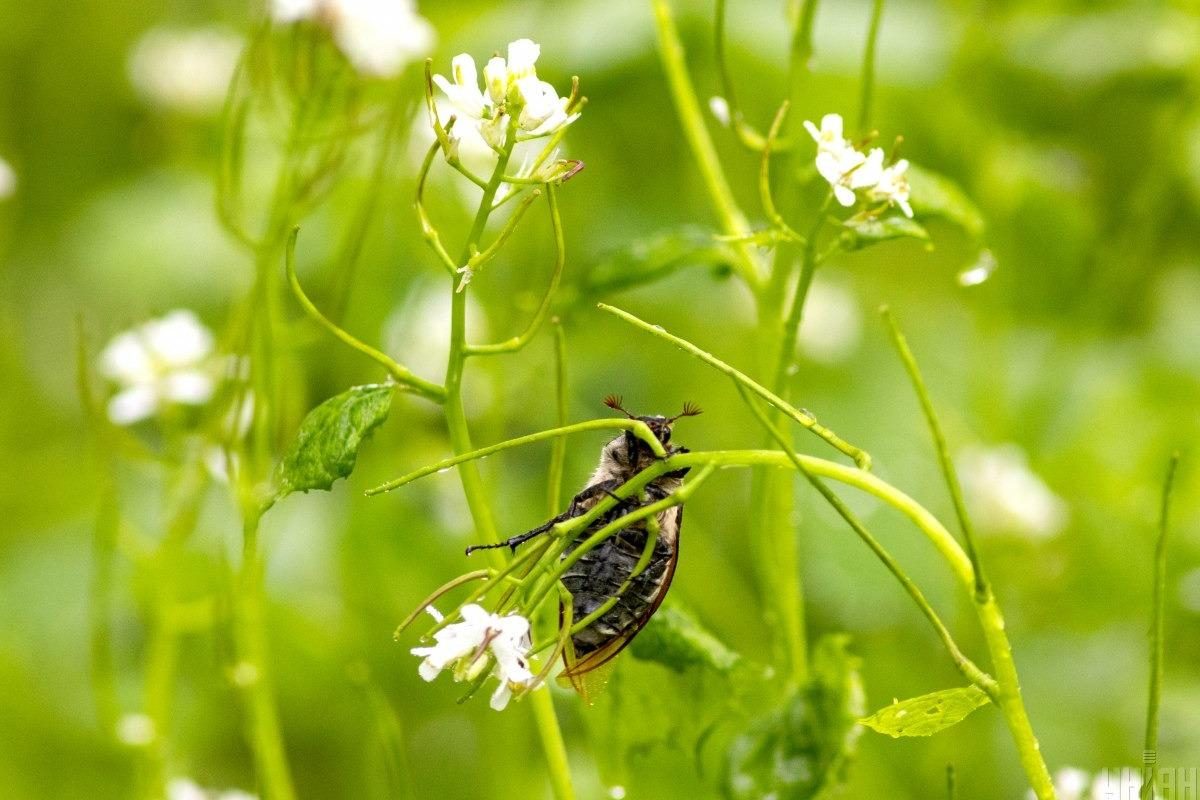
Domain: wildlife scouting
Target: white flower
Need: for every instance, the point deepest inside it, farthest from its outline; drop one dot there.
(7, 180)
(181, 788)
(832, 325)
(509, 84)
(185, 70)
(893, 186)
(847, 170)
(136, 729)
(465, 647)
(162, 361)
(378, 36)
(1006, 495)
(720, 109)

☆ ☆ ☆

### What you need to do
May I have exactly the lines from the one containing "Target: white flower" through the last line of the data, both included?

### Response to this exercise
Target: white flower
Need: for every instance, the point deepest inside it, farthest from its outline; drop one dot there.
(7, 180)
(181, 788)
(832, 325)
(509, 84)
(185, 70)
(893, 186)
(847, 170)
(136, 729)
(465, 647)
(162, 361)
(378, 36)
(1006, 495)
(720, 109)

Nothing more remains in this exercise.